### Stored data
* begin *

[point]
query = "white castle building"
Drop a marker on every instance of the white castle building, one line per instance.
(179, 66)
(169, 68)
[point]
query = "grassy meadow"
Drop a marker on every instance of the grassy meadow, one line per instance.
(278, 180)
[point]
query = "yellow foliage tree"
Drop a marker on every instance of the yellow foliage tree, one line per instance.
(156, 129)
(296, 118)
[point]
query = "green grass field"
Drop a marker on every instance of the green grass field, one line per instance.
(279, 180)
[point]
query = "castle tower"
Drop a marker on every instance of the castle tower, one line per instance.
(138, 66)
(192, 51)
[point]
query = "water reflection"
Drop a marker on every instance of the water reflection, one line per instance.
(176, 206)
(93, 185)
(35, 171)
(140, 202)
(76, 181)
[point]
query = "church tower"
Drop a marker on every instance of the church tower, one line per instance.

* end *

### Aim of the task
Quote every record above exactly.

### Written solution
[point]
query = "white castle building"
Drop a marker on every instance of the white castle building, one line per instance.
(179, 66)
(169, 68)
[point]
query = "grassy meadow"
Drop a marker on every instance of the grassy meadow, one line per instance.
(278, 180)
[point]
query = "yellow foliage tree"
Drop a marker on every instance of the yellow foliage tree, one line per instance.
(156, 129)
(296, 118)
[point]
query = "green grass field"
Drop a marker on every instance of the green grass field, one line per instance.
(279, 180)
[point]
query = "castle tower"
Drop a marker on every instance of the castle tower, one line per instance.
(138, 66)
(192, 51)
[point]
query = "water reflection"
Drop a marker on every instance of the water reflection, one line per instance.
(176, 206)
(93, 185)
(35, 171)
(140, 202)
(76, 181)
[point]
query = "church tower"
Drop a marker on every instance of the church tower, one line per instance.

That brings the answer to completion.